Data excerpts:
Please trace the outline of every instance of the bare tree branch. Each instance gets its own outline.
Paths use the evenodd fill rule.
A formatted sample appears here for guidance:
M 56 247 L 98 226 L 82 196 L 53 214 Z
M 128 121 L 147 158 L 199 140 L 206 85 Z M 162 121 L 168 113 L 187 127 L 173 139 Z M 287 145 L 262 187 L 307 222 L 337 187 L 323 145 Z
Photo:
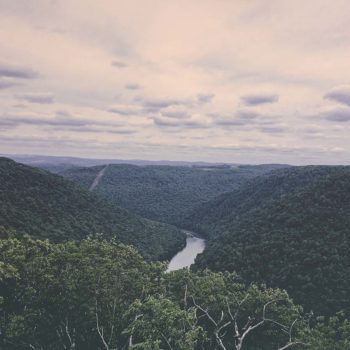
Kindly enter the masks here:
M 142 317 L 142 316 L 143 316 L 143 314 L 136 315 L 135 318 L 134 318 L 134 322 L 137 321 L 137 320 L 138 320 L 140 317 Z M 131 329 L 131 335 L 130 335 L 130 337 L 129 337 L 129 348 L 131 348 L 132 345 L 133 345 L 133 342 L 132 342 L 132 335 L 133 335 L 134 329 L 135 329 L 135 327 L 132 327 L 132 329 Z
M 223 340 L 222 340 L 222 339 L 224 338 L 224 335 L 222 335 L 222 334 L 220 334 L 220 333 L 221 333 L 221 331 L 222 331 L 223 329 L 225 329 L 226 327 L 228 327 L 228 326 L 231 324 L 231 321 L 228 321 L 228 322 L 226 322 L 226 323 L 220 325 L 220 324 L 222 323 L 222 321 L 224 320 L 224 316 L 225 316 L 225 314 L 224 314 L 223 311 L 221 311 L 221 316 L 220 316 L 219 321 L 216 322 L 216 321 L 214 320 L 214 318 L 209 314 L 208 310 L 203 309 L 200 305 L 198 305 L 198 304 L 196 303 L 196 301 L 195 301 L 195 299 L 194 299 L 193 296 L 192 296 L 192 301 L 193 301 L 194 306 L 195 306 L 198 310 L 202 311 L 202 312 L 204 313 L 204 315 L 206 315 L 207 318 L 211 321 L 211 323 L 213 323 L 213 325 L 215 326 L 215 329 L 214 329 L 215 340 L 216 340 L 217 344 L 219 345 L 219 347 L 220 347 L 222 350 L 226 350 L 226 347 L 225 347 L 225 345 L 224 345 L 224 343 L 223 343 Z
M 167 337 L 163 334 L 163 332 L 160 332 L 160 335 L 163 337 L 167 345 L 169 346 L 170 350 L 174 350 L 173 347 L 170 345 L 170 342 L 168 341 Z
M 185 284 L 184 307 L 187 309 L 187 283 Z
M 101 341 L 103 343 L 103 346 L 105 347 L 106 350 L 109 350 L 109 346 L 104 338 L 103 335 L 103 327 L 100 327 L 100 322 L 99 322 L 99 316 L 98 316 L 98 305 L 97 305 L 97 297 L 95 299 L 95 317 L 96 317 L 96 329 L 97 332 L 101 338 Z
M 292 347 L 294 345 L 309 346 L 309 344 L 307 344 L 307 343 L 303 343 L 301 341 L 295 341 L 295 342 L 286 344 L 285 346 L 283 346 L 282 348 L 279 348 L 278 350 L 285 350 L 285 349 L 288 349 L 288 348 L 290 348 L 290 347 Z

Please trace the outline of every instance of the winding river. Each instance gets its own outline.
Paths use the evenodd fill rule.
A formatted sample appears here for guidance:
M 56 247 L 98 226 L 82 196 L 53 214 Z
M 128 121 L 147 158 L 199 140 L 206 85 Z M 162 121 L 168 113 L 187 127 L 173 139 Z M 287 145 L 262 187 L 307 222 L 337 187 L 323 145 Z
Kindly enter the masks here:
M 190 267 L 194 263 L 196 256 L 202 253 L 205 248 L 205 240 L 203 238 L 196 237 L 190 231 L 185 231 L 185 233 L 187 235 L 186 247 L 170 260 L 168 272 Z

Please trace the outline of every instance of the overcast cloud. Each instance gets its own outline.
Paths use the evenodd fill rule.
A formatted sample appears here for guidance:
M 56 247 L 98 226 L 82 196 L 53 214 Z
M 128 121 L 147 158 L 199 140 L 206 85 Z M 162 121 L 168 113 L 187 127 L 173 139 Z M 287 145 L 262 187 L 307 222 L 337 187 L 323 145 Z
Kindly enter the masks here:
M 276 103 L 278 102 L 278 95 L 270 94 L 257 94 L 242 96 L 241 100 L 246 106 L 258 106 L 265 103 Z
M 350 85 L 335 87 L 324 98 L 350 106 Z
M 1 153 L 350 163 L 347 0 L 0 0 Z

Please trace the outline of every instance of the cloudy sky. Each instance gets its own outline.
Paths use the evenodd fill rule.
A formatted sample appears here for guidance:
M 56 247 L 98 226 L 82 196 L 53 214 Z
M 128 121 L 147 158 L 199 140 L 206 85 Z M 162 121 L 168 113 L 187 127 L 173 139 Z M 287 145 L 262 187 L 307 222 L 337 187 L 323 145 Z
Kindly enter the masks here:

What needs to be done:
Where the string "instance" occurs in the data, return the whole line.

Reply:
Please trace the outline of every instance of the bare tree branch. Each instance gets its own outline.
Please trace the outline of every instance of the winding river. Each instance gets its own outline.
Please trace the outline of every instance of the overcast cloud. Each instance gets its own outline.
Please trace the outline of every instance of the cloudy sky. Each instance gets its own outline.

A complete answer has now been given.